>> BEGIN Given text

Qwen2.5-7B-EU-Funding-Expert

A fine-tuned version of Qwen/Qwen2.5-7B-Instruct specialized in European Union research funding programmes. This model has been trained on 435K+ question-answer pairs derived from the official CORDIS (Community Research and Development Information Service) database.

What it knows

The model has expert knowledge across all 6 EU framework programmes:

Programme	Period	Projects
FP4	1994–1998	~13K
FP5	1998–2002	~17K
FP6	2002–2006	~10K
FP7	2007–2013	~26K
Horizon 2020	2014–2020	~36K
Horizon Europe	2021–2027	~24K

It can answer questions about:

🔬 Project details: objectives, methodology, expected impacts
💰 Funding information: total costs, EC contributions, funding schemes
📅 Timelines: start/end dates, project duration
🏢 Organizations: coordinators, participants, country information
🧬 Scientific domains: EuroSciVoc classifications, research topics
📊 Programme-level statistics: funding distribution, topic clusters
🔄 Cross-programme comparisons: funding trends across FP4→Horizon Europe

Usage

With PEFT (recommended)

>> END Given text
>> BEGIN Items

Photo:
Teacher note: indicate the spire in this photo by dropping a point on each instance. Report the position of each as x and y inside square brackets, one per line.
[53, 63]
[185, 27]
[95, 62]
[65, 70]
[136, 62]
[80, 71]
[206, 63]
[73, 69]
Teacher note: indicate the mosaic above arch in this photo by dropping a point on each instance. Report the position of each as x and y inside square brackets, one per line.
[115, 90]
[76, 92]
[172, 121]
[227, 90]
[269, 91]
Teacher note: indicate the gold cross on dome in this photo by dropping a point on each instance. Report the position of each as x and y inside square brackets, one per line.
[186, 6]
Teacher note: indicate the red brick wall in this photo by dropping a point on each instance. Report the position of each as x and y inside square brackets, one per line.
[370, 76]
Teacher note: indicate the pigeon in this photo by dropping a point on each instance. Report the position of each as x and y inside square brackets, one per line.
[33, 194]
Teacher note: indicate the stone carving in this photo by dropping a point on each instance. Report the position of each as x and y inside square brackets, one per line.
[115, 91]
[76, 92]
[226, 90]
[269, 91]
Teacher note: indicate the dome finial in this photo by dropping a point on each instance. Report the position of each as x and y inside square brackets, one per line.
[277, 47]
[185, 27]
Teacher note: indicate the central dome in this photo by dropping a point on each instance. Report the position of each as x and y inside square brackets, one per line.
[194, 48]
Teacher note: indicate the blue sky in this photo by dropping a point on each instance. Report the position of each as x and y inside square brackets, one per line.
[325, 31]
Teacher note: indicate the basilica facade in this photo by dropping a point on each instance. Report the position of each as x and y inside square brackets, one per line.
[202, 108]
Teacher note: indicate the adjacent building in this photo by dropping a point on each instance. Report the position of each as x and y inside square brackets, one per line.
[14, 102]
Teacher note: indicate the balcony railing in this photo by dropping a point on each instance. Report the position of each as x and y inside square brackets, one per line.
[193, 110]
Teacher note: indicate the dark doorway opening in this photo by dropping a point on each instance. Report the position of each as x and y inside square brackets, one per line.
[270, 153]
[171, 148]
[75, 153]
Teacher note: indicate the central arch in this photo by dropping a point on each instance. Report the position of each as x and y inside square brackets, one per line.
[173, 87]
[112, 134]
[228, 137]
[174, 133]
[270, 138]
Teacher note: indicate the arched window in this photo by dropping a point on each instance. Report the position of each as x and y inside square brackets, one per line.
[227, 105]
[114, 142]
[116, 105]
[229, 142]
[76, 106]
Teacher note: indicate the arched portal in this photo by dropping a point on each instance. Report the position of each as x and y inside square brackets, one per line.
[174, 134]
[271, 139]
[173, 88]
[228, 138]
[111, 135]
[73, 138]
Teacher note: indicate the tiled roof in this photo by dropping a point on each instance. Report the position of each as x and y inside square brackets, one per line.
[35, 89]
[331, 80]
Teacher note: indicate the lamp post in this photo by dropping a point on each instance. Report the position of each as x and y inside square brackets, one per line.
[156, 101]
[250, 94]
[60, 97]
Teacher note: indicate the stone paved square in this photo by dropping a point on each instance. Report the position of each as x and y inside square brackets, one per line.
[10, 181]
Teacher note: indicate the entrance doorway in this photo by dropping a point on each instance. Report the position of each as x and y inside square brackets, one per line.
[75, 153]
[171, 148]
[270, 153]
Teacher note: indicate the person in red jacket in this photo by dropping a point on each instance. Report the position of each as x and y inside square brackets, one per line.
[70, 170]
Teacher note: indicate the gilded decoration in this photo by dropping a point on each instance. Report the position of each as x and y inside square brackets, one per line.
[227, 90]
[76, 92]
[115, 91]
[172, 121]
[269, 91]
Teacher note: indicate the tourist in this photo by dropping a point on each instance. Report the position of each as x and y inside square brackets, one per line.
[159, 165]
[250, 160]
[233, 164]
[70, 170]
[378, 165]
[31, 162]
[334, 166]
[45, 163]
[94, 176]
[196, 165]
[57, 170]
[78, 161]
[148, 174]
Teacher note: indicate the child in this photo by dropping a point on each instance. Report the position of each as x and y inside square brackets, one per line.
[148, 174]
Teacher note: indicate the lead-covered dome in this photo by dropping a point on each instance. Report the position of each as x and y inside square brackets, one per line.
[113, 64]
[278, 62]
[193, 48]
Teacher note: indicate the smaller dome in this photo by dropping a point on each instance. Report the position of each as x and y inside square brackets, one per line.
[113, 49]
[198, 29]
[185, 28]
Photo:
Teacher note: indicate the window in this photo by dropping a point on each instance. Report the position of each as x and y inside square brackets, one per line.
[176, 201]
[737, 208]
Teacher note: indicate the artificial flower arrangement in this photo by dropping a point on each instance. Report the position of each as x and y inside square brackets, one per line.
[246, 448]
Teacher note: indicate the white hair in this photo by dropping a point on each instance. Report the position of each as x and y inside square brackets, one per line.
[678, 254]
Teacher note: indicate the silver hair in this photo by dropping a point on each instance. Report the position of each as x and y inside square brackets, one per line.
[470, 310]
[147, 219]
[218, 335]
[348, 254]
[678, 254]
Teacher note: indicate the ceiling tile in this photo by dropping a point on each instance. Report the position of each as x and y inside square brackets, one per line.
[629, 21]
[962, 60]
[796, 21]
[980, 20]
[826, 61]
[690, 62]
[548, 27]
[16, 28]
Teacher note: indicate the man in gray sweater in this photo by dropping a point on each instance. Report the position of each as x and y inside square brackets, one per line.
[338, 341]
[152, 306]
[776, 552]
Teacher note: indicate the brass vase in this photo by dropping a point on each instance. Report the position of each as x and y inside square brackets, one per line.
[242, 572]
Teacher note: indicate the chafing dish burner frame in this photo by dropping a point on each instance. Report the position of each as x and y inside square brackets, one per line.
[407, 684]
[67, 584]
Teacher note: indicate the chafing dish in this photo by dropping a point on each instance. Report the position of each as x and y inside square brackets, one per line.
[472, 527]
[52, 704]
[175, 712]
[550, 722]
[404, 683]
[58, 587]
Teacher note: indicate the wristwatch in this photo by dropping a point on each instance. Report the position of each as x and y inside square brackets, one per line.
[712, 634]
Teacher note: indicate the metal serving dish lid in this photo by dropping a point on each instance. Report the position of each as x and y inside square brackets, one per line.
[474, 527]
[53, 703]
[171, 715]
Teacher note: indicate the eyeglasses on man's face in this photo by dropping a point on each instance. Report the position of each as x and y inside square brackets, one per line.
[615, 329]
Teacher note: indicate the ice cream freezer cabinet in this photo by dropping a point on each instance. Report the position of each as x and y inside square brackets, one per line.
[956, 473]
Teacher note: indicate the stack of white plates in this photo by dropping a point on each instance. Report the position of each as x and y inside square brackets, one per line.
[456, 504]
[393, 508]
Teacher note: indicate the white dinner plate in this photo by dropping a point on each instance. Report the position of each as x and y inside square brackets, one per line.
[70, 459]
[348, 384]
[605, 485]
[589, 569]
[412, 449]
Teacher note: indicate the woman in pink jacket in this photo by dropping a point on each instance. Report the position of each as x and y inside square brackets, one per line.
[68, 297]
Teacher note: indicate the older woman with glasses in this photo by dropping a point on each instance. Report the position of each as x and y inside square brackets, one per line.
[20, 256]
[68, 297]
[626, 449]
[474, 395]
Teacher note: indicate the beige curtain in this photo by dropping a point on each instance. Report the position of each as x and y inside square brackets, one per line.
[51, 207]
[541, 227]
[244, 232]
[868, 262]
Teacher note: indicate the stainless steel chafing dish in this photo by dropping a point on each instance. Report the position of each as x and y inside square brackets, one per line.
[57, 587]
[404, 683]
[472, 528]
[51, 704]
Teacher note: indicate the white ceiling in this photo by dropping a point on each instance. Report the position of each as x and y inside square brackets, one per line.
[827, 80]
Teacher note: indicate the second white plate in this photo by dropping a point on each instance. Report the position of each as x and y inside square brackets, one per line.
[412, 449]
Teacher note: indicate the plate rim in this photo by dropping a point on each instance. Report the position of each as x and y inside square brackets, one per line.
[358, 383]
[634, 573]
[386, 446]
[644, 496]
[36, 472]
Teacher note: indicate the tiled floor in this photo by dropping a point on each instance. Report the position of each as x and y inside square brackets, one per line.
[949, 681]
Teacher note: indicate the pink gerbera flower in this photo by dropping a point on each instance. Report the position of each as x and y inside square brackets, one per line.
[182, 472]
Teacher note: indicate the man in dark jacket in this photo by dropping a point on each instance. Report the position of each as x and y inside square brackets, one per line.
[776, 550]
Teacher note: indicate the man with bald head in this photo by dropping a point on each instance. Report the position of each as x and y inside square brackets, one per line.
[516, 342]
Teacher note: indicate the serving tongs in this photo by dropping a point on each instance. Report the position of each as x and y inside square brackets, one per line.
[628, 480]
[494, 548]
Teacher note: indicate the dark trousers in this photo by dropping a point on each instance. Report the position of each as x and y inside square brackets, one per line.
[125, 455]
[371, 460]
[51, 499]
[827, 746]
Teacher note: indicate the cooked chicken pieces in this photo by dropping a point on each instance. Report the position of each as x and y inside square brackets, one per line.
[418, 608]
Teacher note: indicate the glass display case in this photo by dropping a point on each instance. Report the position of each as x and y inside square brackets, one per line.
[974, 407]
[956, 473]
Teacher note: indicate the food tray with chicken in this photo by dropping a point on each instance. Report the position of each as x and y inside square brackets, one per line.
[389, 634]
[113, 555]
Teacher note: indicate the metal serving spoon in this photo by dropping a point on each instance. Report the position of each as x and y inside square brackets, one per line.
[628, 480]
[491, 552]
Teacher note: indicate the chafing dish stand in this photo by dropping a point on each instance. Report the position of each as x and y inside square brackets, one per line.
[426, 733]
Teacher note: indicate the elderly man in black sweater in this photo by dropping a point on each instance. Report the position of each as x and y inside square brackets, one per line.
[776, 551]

>> END Items

> **Stated goal A**:
Answer these from the model card:
(i) How many question-answer pairs was the model trained on?
(ii) What period does FP7 cover?
(iii) Which way of using the model is marked as recommended?
> **Stated goal B**:
Based on the model card, say whether each statement is true, and quote the words that settle it:
(i) The model was fine-tuned from Qwen2.5-7B-Instruct.
(ii) The model covers seven EU framework programmes.
(iii) The training data was drawn from the CORDIS database.
> **Stated goal C**: Pick up the EU funding model card from its last line and keep writing.
None of the rows are needed here.

> **Expected answer A**:
(i) 435K+
(ii) 2007–2013
(iii) With PEFT

> **Expected answer B**:
(i) Yes: "A fine-tuned version of Qwen/Qwen2.5-7B-Instruct"
(ii) No: "expert knowledge across all 6 EU framework programmes"
(iii) Yes: "derived from the official CORDIS (Community Research and Development Information Service) database"

> **Expected answer C**:
from peft import PeftModel
from transformers import AutoModelForCausalLM, AutoTokenizer

base_model = AutoModelForCausalLM.from_pretrained(
    "Qwen/Qwen2.5-7B-Instruct",
    torch_dtype="auto",
    device_map="auto",
)
model = PeftModel.from_pretrained(base_model, "RCaz/Qwen2.5-7B-EU-Funding-Expert")
tokenizer = AutoTokenizer.from_pretrained("Qwen/Qwen2.5-7B-Instruct")

messages = [
    {"role": "system", "content": "You are an expert assistant specializing in European Union research funding programmes."},
    {"role": "user", "content": "What were the main funding priorities under Horizon 2020?"}
]

text = tokenizer.apply_chat_template(messages, tokenize=False, add_generation_prompt=True)
inputs = tokenizer(text, return_tensors="pt").to(model.device)
outputs = model.generate(**inputs, max_new_tokens=512, temperature=0.7)
print(tokenizer.decode(outputs[0][inputs.input_ids.shape[1]:], skip_special_tokens=True))

Example prompts

"Tell me about the ITER project and its EU funding."
"How much did the EU invest in quantum computing research under Horizon 2020?"
"Compare the total budgets of FP7 and Horizon 2020."
"Which organizations coordinated the most EU-funded AI projects?"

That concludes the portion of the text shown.